Data in this exercise:
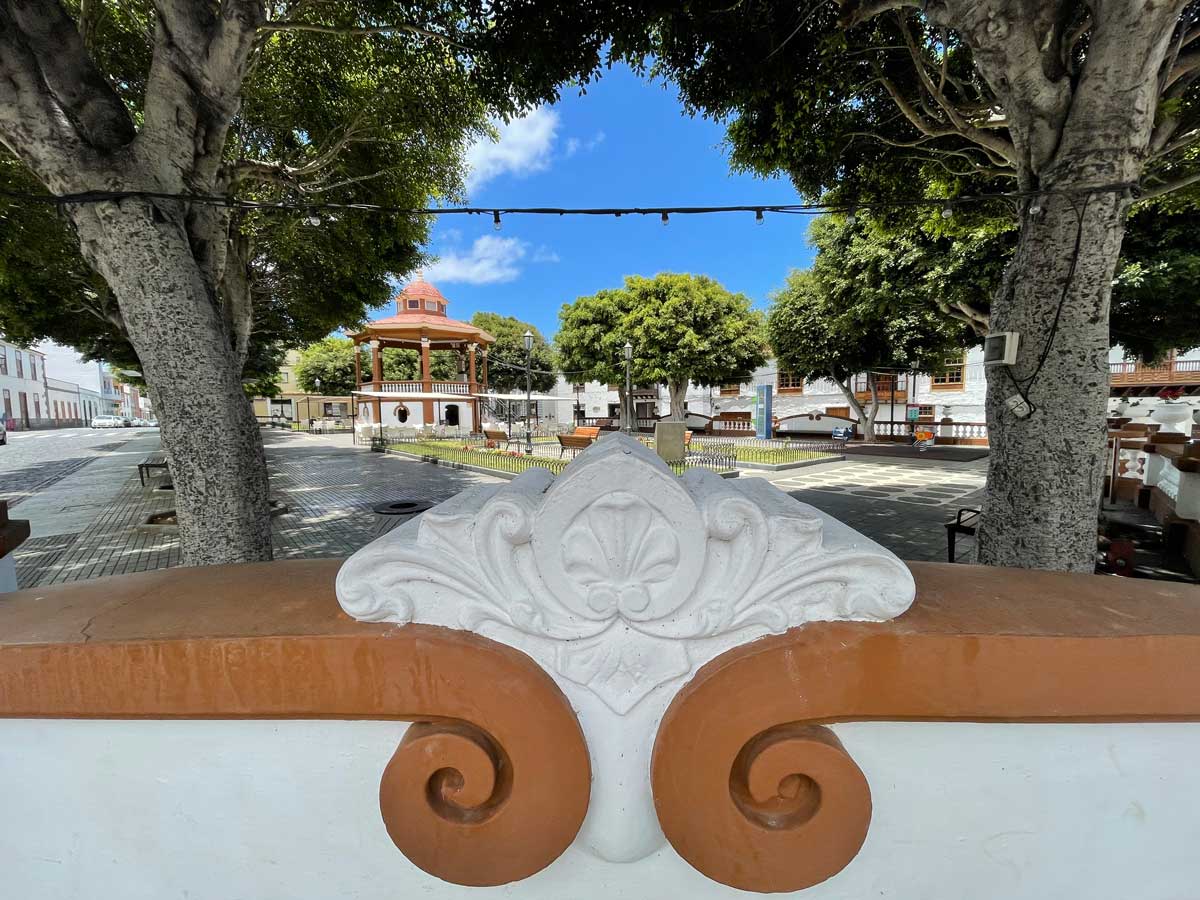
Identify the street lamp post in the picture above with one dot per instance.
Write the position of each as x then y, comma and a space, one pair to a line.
528, 342
629, 389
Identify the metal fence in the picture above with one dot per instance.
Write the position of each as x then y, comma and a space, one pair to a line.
474, 451
771, 453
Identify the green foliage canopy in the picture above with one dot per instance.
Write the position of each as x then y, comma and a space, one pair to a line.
507, 357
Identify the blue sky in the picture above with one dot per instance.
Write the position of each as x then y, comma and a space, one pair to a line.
625, 143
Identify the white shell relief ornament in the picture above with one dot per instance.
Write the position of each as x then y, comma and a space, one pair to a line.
622, 580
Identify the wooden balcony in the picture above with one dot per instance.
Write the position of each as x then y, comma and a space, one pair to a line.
461, 388
1140, 378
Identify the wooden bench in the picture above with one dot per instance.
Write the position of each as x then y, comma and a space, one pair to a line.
154, 461
579, 439
495, 435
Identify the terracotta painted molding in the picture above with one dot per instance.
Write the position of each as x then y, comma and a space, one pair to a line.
751, 789
489, 789
622, 580
749, 785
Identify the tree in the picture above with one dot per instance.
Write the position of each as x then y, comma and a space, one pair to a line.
507, 357
592, 334
683, 328
1078, 107
177, 102
864, 306
689, 329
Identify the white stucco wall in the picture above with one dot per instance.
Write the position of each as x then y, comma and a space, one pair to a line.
213, 810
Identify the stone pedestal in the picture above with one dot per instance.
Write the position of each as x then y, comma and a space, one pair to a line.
669, 441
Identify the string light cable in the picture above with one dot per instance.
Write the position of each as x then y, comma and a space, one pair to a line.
495, 213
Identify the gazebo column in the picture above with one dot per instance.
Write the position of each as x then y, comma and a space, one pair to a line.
377, 376
426, 382
473, 388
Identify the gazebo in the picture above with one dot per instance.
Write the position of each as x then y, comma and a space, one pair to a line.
421, 324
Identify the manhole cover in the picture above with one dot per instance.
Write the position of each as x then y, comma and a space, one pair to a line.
403, 508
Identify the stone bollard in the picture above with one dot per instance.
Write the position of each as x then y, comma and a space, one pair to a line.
669, 441
13, 533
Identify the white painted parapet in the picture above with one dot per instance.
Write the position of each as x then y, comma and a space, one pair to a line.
622, 580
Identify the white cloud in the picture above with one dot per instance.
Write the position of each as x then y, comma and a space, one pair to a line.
490, 261
525, 147
574, 145
66, 365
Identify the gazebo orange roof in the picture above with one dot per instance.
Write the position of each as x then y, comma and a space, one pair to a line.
421, 312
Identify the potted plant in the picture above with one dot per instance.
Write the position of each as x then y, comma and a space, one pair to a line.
1171, 412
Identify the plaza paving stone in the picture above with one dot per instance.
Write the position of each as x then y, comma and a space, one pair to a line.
90, 521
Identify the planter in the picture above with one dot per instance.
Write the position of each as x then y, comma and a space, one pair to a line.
1171, 415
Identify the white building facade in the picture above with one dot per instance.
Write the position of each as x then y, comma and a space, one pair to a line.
952, 402
23, 388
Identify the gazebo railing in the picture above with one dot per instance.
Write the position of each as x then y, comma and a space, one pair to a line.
462, 388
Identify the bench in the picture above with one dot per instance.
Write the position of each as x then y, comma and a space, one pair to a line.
497, 436
960, 525
579, 439
574, 443
154, 461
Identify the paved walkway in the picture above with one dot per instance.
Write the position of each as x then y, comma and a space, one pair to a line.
89, 511
91, 523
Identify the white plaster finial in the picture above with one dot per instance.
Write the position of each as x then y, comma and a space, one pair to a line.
622, 580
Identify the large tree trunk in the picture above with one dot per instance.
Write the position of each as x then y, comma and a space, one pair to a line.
865, 414
678, 393
1080, 143
1045, 471
185, 347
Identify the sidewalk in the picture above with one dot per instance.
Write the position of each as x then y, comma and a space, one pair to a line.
91, 523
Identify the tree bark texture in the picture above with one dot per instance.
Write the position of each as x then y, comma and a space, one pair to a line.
1045, 472
1083, 144
678, 393
209, 431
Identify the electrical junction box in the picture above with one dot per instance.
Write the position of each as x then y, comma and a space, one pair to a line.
1000, 348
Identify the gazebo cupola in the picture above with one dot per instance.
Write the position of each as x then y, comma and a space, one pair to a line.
421, 324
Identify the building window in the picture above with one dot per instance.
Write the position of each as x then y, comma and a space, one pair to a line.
953, 377
790, 383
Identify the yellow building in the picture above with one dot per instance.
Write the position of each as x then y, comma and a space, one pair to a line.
297, 406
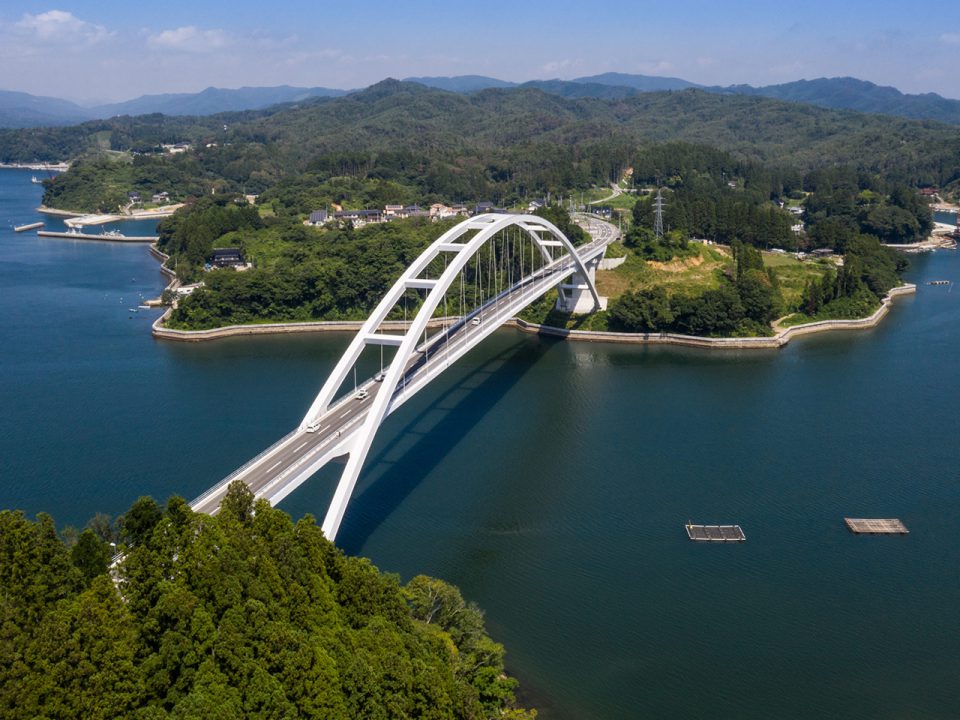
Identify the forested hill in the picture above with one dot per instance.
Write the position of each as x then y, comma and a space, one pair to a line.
394, 115
241, 615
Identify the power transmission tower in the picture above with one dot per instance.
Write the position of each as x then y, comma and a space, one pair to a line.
658, 216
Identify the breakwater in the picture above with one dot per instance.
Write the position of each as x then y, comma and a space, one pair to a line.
102, 238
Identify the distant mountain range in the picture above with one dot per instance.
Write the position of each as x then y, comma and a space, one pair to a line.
18, 110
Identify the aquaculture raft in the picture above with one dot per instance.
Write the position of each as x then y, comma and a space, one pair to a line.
864, 526
715, 533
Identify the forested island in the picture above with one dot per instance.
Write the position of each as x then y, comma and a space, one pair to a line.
245, 614
738, 175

Request: Rewrite all of the records above with "one pair to a line" replaced by "one pair per line" wherever it occurs, leaving everything else unchanged. Omit the pictures from your answer.

Answer to the problem:
Identify the street lamp post in the picture above with one dot per instance.
Write the position of each as x then y, comma and a space, one pair per line.
528, 342
629, 389
Identify the metal fence in the picture above with one dot per instance.
Write the position of each as x then y, comma and a space, one pair per line.
474, 451
771, 453
Identify the green foliage canopy in the picture above with one dot per instance.
Write the position of each as x then y, comma and a space, one pair per line.
507, 357
Identify the blue sky in the picture above with one dot per instance.
Write the position of each as x then y, comma and a space, one pair per line.
625, 143
Identify the white shell relief ornament in the picture above with one dot per instance.
Write the position of each as x then y, comma and a space, one pair per line.
622, 580
Identify the wooden balcony in the picture above with one dot per instance.
Write the position of each as x then y, comma and a space, one pair per line.
461, 388
1140, 378
Identify the wooden bench in the picture above with one dot per instance.
Write the position of each as x then y, comma and a space, one pair per line.
154, 461
579, 439
495, 435
Identify the terracotta painted molding in the picture above with one dot per instance.
Write the position of each as x then y, comma and a space, one pair per line.
751, 789
489, 789
622, 580
749, 785
Identify the tree in the picture above with one dot per instance.
Write the position of each as x then y, comma and a space, one pair per line.
507, 357
592, 334
683, 328
1078, 107
177, 102
864, 306
689, 329
Identify the white stucco wall in the picture above with one dot per instance.
Write the position of each as x then y, comma and a space, one pair per line.
213, 810
Identify the stone pedestal in the picture above with one dot per instance.
Write the position of each as x then y, comma and a space, one pair per line.
669, 441
Identify the string light cable in the picture above with one dot per instance.
Write the position of each as x then y, comma and a space, one pair per line.
495, 213
Identify the gazebo column in the picture above with one dot per instance.
Write the position of each as x then y, comma and a space, one pair per line.
377, 376
426, 382
473, 388
Identify the gazebo in the picture above with one dot per instance.
Write the position of each as x then y, comma and a space, one pair per line.
421, 324
Identify the manhole cover in the picture above with one dot per instance.
Write the position of each as x then y, comma and a space, one pair per line.
403, 508
Identify the stone bollard in the picture above with one dot per instance.
Write the position of each as x then y, comma and a space, one pair per line.
669, 441
13, 533
Identify the white painted parapet in the picture above with one dot per instance.
Write the position of each as x then y, comma and a space, one pair per line.
622, 580
Identify the white cloud in the picture above with one dot per instance.
Write the position of each as x then y, comma and a space, one pair per line.
490, 261
525, 147
574, 145
66, 365
Identify the gazebo orange roof in the picture above with one dot per instance.
Write the position of each as x then y, comma and a space, one pair per line.
421, 312
Identify the potted plant in the picture above with one dot per instance.
Write the position of each as x then y, comma and a space, one pair per line.
1171, 412
Identify the plaza paving stone in the picture above with one dot per instance.
Write the position of each as x then y, comma and a space, one pair per line.
90, 521
Identify the planter in the picture above with one dot per instance.
Write the position of each as x then y, comma and a space, one pair per line.
1171, 415
Identify the white building facade in the picture above with one dot per instance.
Write the position of each as x then y, comma and a space, one pair per line.
952, 402
23, 388
Identify the gazebo railing in the picture above with one dot per instance.
Write the position of each as x then y, comma and a space, one pair per line.
462, 388
Identify the bench in the picture above with one dot per instance.
Write the position of each as x then y, comma and a space, one pair per line.
497, 436
960, 525
579, 439
574, 443
154, 461
Identify the paved walkway in the picture above with one dot per instance.
Write the position of each as x then y, comma and a space, one pair per line.
89, 511
91, 523
Identify the white plaster finial in the picture above with one dot per instance.
Write the position of each as x then y, comma and a space, one pair per line.
622, 580
Identify the large tree trunk in the picture above with one dot per instance.
Write the position of each as x then y, comma and a space, one pair per line.
865, 414
678, 393
1080, 143
1045, 471
185, 347
Identify the sidewalk in the picture above with one dot per instance.
Write the position of each as x then y, comma and a space, one pair per line.
91, 523
Identify the tree bark texture in the picture above with one dot per instance.
Write the position of each as x then y, comma and a space, one pair per line.
1045, 472
1083, 144
678, 393
209, 431
Identify the electrical junction box in the picture above with one dot per instance.
Write the position of each as x then y, comma and a space, one pair per line.
1000, 348
Identify the gazebo cupola in the picture above with one dot per instance.
Write the position of each as x then y, comma and a space, one pair per line.
421, 324
Identify the building window in the picture above with one dot per instance.
Write the position of each as x then y, comma and a space, one pair per line.
953, 377
790, 383
Identify the yellow building in the picture above with one dot per instance.
Write the position of each as x then y, comma and a space, one pair per line.
297, 406
Identify the forested hill in the picture above with one dot per instance.
Write the position of each as x then y, comma and a space, one pair per line.
394, 115
241, 615
Identify the power transmission tower in the picture above with one dot per instance.
Write the position of each as x then y, comma and a space, one pair per line.
658, 216
Identify the breakwater in the picture above with one dot per instance.
Write the position of each as x then y, comma and a space, one pair per line.
102, 238
Identify the distant mountain range in the picture above with one dot per instance.
Write the position of each as x then y, comma and a space, one pair per line.
18, 110
Identify the aquaculture raft in the picture above with one dot per instance.
Write the position of each as x then y, comma and a space, one pair per line.
864, 526
715, 533
Identify the forested island in the picture above with one dot per instance.
Write the position of each as x then y, comma and a space, one pair per line.
245, 614
738, 175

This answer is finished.